▸ SELECTED TEXT
The Federal Criminal Court
The Federal Criminal Court is the court of first instance and of appeal for on criminal cases of particular interest to the Swiss Confederation. It also decides on appeals against the Office of the Attorney General or other prosecution and legal assistance authorities, as well as on conflicts of jurisdiction between cantons or the Confederation and the cantons.
Most criminal offences are judged by cantonal courts. The Federal Criminal Court rules on criminal cases of particular interest to the Confederation, including criminal offences committed by or against federal employees, offences involving explosives, counterfeiting, cross-border economic crime, organised crime, corruption and money laundering as well as aviation offences.
The Federal Criminal Court reviews orders issued by federal prosecution authorities and authorities providing international mutual assistance in criminal matters. It also rules on conflicts of jurisdiction between prosecution authorities.
The Federal Criminal Court consists of a Criminal Chamber and a Lower and Higher Appeals Chamber. Criminal Chamber judgments can be subject to appeal before the Higher Appeals Chamber. The latter was only established in 2019. Most of the Lower and Higher Appeals Court judgments can be referred to the Federal Supreme Court.
The Court has 22 tenured and 13 part-time judges. Some 70 employees support them. The Federal Criminal Court’s management bodies are the Administrative Commission and the Plenary Assembly (consisting of all tenured judges).

▸ TASKS TO COMPLETE
1. Reproduce the Federal Criminal Court text word for word, everything from "The Federal Criminal Court consists" down to "all tenured judges).".
2. According to the Federal Criminal Court text, why does this court, rather than a cantonal court, judge offences such as counterfeiting and money laundering? Answer in one to three sentences.

▸ STORED DATA
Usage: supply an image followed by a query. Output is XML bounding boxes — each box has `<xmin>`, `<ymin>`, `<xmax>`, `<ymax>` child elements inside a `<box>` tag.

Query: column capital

▸ EXERCISE ANSWERS
1.
The Federal Criminal Court consists of a Criminal Chamber and a Lower and Higher Appeals Chamber. Criminal Chamber judgments can be subject to appeal before the Higher Appeals Chamber. The latter was only established in 2019. Most of the Lower and Higher Appeals Court judgments can be referred to the Federal Supreme Court.
The Court has 22 tenured and 13 part-time judges. Some 70 employees support them. The Federal Criminal Court’s management bodies are the Administrative Commission and the Plenary Assembly (consisting of all tenured judges).

2. Most criminal offences are judged by cantonal courts, but the Federal Criminal Court rules on criminal cases of particular interest to the Swiss Confederation. Counterfeiting and money laundering are among the offences the text lists as falling into that category.